● **Data**
○ ○ ○ ○ ○ ○ ○

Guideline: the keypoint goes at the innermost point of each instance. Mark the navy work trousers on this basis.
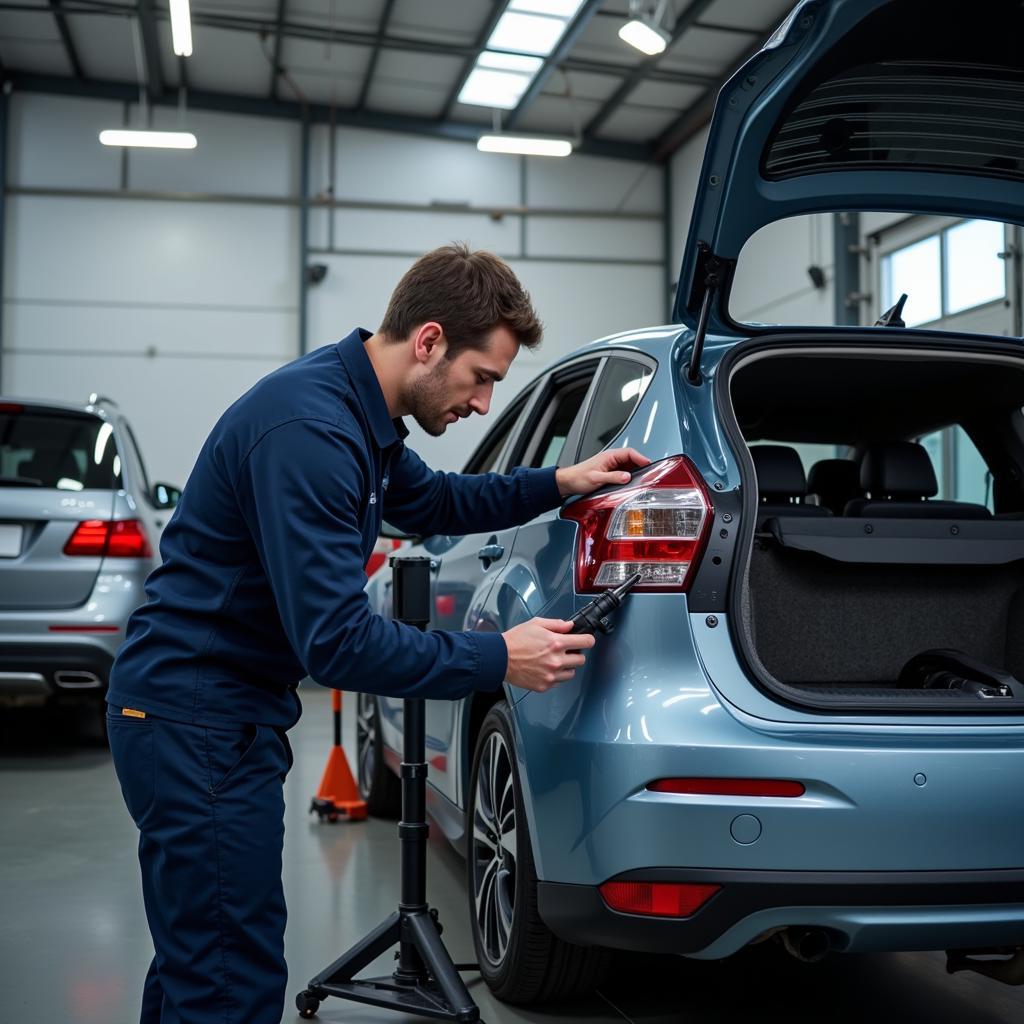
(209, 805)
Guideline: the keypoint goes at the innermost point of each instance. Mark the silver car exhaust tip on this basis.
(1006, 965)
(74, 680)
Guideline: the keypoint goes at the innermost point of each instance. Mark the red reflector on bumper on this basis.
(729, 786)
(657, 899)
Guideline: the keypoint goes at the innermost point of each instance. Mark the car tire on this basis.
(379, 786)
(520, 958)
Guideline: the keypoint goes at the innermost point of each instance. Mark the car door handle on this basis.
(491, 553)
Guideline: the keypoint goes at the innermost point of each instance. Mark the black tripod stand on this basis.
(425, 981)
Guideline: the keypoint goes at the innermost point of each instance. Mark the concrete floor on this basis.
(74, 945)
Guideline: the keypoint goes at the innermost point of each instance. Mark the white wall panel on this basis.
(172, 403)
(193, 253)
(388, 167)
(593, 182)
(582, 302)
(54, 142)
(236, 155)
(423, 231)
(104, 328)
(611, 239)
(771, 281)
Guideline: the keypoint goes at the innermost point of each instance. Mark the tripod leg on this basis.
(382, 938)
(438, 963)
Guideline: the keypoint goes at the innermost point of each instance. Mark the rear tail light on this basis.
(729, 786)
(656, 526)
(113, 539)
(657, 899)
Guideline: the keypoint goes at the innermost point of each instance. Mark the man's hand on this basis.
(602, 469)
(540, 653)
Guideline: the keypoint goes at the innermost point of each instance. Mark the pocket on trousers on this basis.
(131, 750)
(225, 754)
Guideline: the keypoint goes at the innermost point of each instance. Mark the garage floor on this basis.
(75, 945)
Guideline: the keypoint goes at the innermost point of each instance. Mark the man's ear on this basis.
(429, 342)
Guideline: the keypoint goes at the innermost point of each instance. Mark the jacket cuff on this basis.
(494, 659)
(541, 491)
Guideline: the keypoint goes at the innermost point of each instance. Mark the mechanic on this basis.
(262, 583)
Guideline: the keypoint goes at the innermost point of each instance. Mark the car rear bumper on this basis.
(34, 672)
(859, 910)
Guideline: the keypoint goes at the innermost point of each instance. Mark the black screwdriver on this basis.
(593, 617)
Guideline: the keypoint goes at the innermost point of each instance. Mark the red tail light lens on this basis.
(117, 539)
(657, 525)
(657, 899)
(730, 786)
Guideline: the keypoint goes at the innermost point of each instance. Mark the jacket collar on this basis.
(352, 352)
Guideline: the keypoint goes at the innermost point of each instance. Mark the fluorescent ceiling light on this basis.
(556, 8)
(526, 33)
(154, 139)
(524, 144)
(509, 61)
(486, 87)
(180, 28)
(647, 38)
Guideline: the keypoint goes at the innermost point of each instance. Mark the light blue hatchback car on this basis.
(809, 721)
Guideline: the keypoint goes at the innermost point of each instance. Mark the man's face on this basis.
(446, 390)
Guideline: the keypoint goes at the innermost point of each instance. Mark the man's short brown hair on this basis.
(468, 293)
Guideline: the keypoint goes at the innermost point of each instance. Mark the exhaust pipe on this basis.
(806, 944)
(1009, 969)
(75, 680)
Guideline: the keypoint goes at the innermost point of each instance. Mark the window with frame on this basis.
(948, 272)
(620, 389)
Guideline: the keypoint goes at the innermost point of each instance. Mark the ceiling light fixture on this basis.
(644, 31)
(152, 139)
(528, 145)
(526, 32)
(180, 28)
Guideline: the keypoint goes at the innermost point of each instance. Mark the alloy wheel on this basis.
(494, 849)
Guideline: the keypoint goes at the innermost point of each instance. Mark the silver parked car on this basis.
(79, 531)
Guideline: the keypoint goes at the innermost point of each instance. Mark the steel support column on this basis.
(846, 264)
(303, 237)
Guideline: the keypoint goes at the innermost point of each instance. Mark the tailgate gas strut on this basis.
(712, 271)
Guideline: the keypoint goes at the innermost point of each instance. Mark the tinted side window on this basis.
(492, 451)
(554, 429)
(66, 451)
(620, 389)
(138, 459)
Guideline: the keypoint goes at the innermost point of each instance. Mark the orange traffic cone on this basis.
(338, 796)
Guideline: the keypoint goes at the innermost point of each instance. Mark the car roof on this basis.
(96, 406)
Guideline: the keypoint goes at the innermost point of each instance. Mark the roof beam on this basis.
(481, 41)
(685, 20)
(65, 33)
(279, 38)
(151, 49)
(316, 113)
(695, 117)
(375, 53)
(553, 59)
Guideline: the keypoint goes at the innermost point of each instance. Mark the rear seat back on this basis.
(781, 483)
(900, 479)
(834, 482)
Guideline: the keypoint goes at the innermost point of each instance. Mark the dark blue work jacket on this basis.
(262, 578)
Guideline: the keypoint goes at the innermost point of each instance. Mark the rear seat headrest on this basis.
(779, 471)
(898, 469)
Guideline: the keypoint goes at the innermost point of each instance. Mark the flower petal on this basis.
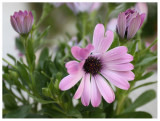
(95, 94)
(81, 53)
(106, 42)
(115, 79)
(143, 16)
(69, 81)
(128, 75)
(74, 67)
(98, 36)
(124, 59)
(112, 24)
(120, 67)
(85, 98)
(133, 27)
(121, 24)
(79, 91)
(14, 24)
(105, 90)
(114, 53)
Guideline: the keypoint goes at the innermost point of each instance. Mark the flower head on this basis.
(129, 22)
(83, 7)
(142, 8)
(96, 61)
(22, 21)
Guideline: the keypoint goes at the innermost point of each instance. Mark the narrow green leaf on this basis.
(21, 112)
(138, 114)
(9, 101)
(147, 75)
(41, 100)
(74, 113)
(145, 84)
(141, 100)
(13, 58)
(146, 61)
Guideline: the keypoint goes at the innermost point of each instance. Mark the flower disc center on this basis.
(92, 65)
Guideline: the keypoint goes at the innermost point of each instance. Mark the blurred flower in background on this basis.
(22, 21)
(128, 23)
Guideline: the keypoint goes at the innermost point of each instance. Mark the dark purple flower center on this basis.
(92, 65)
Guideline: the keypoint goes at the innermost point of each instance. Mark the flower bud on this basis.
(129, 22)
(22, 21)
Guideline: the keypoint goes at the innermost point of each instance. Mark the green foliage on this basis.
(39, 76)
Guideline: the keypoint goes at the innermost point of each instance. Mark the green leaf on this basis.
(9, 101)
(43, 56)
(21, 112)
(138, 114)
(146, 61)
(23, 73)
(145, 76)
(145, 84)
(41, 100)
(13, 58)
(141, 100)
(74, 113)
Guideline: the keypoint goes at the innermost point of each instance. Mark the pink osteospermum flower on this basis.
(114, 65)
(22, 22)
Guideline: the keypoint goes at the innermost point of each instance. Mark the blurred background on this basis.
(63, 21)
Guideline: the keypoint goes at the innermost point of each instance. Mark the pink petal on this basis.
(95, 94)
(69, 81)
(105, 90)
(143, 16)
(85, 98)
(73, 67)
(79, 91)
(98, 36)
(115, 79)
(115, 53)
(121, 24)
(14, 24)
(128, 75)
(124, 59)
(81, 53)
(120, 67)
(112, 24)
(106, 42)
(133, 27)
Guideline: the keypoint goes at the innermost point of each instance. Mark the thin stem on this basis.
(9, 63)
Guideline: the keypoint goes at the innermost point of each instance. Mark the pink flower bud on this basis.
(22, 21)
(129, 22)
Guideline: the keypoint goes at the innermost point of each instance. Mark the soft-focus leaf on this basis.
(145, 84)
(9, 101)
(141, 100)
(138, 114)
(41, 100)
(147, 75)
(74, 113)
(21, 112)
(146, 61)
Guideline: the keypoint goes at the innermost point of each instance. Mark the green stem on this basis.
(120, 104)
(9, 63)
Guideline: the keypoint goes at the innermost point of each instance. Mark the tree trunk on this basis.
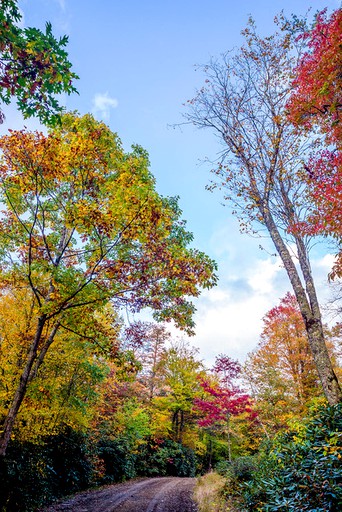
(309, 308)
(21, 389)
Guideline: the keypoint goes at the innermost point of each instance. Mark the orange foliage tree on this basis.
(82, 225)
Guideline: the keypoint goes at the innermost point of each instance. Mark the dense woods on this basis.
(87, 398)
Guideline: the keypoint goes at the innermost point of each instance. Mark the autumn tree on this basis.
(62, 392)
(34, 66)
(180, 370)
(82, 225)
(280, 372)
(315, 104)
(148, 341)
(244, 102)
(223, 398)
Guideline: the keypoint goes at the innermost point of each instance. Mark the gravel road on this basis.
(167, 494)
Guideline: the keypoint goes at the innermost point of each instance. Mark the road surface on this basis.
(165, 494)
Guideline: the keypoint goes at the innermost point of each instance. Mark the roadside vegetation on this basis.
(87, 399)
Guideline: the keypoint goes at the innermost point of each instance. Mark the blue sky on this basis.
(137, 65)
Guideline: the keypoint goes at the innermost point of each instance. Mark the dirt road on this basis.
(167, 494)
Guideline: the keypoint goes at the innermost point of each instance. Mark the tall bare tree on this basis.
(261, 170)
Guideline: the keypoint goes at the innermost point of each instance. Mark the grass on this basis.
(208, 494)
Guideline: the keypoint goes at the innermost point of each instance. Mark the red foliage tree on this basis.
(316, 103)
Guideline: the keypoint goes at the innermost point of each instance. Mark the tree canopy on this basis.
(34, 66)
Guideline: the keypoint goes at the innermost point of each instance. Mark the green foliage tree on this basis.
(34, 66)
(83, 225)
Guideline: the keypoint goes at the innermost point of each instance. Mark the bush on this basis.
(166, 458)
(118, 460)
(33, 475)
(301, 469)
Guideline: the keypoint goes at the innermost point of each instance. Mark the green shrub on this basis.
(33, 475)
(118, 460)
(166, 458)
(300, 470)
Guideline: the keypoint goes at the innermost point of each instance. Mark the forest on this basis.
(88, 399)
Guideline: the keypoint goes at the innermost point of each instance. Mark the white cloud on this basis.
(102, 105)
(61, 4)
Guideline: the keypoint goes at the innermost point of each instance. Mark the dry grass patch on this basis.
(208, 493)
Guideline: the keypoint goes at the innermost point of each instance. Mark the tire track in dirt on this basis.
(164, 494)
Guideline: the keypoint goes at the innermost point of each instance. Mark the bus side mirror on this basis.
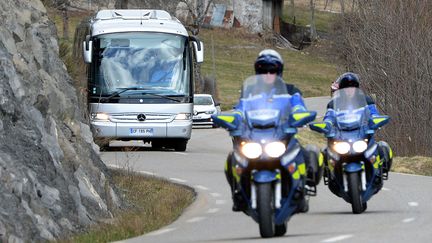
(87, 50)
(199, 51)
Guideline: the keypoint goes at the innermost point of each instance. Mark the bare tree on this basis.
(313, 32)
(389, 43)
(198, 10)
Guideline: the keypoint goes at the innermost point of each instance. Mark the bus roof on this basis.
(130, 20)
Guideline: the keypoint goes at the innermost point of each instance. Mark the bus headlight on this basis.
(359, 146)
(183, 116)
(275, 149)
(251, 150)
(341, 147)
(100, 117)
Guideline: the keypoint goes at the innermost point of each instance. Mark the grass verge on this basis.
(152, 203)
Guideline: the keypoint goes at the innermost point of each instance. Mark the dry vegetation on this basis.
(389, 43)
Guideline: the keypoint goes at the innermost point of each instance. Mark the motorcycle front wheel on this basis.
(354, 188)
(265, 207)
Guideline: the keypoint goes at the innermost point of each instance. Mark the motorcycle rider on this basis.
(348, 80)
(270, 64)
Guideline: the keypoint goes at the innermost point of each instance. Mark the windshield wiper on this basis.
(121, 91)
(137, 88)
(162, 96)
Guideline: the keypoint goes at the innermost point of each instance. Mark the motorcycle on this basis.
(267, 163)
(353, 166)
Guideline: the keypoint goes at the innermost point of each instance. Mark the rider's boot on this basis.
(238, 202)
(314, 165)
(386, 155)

○ ○ ○ ○ ○ ○ ○

● **Exercise**
Retype the line containing "dirt on this basis." and all lines after it through the end of the material, exactly and only those, leaving out pictures.

● **Exercise response**
Guideline: the keypoint goes at the innermost point of each instance. Mark the tire track in dirt on this basis.
(164, 494)
Guideline: the keypoint goes at the innermost point of each instance. Mark the bus side mirror on this basis.
(87, 50)
(199, 51)
Guideline: the keypoint goes at the innermost point of each instance. Mark the bare tree on this basis.
(313, 32)
(389, 43)
(198, 10)
Guideline: the keypoint goes at the innermost point of each instance. Mark the bus roof on this basis.
(130, 20)
Guideline: the keypoint goes at the innermost point of each instance. Mark the bus headlight on this basis.
(359, 146)
(183, 116)
(275, 149)
(251, 150)
(341, 147)
(100, 117)
Guideline: the keypoint goes at the innermost point of each instance. Mark the grass verge on this basis.
(152, 203)
Guideline: the keypoint goes at the innermost point of each instance. Mark the dry vegetation on this basis.
(389, 43)
Guideline: the keypoint goes at the innermost point of each instance. Mark the motorcycle front wheel on this basis.
(354, 188)
(265, 207)
Guideline: the keypoint goes at the innermost point of each instance. Mark the motorcycle rider on this basis.
(348, 80)
(270, 64)
Guideline: the keypoint goes at the innermost point of each instance. Mark the windshield wiper on this basis.
(121, 91)
(137, 88)
(162, 96)
Guideline: the keypoint goes at the innermost point of each instance. Mark the motorcycle on this basis.
(267, 163)
(353, 166)
Guideline: the keypoint goes at the innermost point of each instance. Mark the rider's boot on this basis.
(238, 202)
(314, 165)
(386, 155)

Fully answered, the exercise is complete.